*Problem details*
Translate this sentence from the commentary on Mary Stewart's "Rose Cottage" below into Spanish: "Alternate personalities are often heard as a voice in the person’s head (2, p. 94)."

*Source text*
“Rose Cottage” by Mary Stewart (3): The italicized Voice in a character’s head, and division of a character’s mind into Parts are Gratuitous symptoms of multiple personality
1. Italicized Voice in Character’s Head
“Home? I remember, I remember” (1, p. 64).
“Take life easy.” (1, p. 218).
“Take love easy, as the leaves grow on the tree" (1, p. 233).
Note: The voice has a consistent personality. Alternate personalities are often heard as a voice in the person’s head (2, p. 94).
2. Parts
“Part of me longed for her coming, with a kind of uncertain excitement, but another part was afraid” (1, p. 181).
“I had been listening to his story with only half my mind; the other half was outside there, in the car at the cottage gate” (1, p. 203).
Comments: Prior to their diagnosis of multiple personality, patients often refer to their alternate personalities as “parts” (2, p. 92). Symptoms of multiple personality are gratuitous in this novel, because no character is labeled as having multiple personality, and the symptoms may only reflect the author’s multiple personality trait (not disorder), which is probably an asset in writing novels.
1. Mary Stewart. Rose Cottage. Chicago Review Press, HarperCollins, 1997/2011.
2. Frank W. Putnam, MD. Diagnosis and Treatment of Multiple Personality Disorder. New York, The Guilford Press, 1989.

*Data segment*
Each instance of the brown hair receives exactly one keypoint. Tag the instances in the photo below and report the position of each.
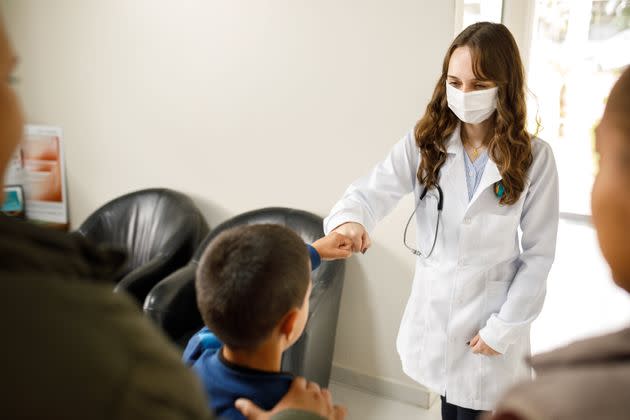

*Solved exercise*
Las personalidades alternas a menudo se oyen como una voz en la cabeza de la persona (2, p. 94).